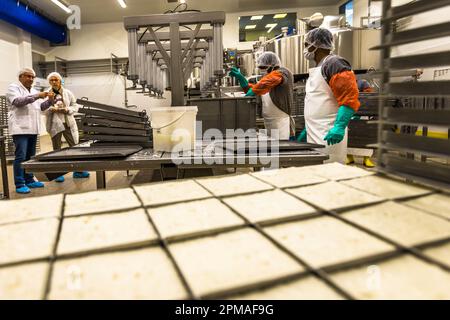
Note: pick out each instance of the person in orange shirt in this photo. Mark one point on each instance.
(276, 89)
(331, 96)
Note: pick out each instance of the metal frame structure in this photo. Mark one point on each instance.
(391, 145)
(177, 57)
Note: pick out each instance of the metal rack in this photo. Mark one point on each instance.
(405, 153)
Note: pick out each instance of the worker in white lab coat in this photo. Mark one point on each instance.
(24, 124)
(331, 96)
(59, 110)
(276, 90)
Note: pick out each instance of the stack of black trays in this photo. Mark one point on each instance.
(109, 125)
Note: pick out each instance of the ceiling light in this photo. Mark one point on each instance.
(280, 16)
(62, 6)
(271, 26)
(122, 3)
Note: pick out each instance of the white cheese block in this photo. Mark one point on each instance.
(333, 195)
(309, 288)
(193, 216)
(400, 223)
(289, 177)
(169, 192)
(24, 282)
(231, 259)
(268, 205)
(337, 171)
(326, 241)
(405, 277)
(30, 209)
(100, 201)
(101, 231)
(138, 274)
(440, 253)
(386, 188)
(27, 240)
(436, 203)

§

Exercise instructions> Express every line of the records above as a Markdown table with two columns, Row and Line, where Row numbers each entry and Line holds its text. Omit blank lines and the pictures.

Output of the exercise>
| Row | Line |
|---|---|
| 1 | Note: pick out each instance of the person in orange shirt in this photo. Mark one point on each instance. |
| 2 | (276, 89) |
| 3 | (331, 96) |
| 4 | Note: pick out each instance of the metal frame structure in this photo. Mark one point on each instance. |
| 5 | (391, 145) |
| 6 | (177, 57) |
| 7 | Note: pick out each instance of the metal rack in this photo. Mark one point on each instance. |
| 8 | (405, 153) |
| 9 | Note: pick out each instance of the worker in white lab coat in this photo. Mark one point on each instance. |
| 10 | (24, 124) |
| 11 | (331, 96) |
| 12 | (59, 110) |
| 13 | (276, 90) |
| 14 | Note: pick out each instance of the stack of black trays in this photo. Mark one point on each instance. |
| 15 | (109, 125) |
| 16 | Note: pick out each instance of the ceiling light in this photo. Mark one point on each instance. |
| 17 | (280, 16) |
| 18 | (62, 6) |
| 19 | (271, 26) |
| 20 | (122, 3) |
| 21 | Note: pick out each instance of the white cheese block in this photo. Mark one point on each instance. |
| 22 | (333, 195) |
| 23 | (309, 288) |
| 24 | (193, 216) |
| 25 | (400, 223) |
| 26 | (289, 177) |
| 27 | (169, 192) |
| 28 | (24, 282) |
| 29 | (231, 259) |
| 30 | (268, 205) |
| 31 | (337, 171) |
| 32 | (326, 241) |
| 33 | (405, 277) |
| 34 | (30, 209) |
| 35 | (100, 201) |
| 36 | (101, 231) |
| 37 | (138, 274) |
| 38 | (440, 253) |
| 39 | (386, 188) |
| 40 | (27, 240) |
| 41 | (436, 203) |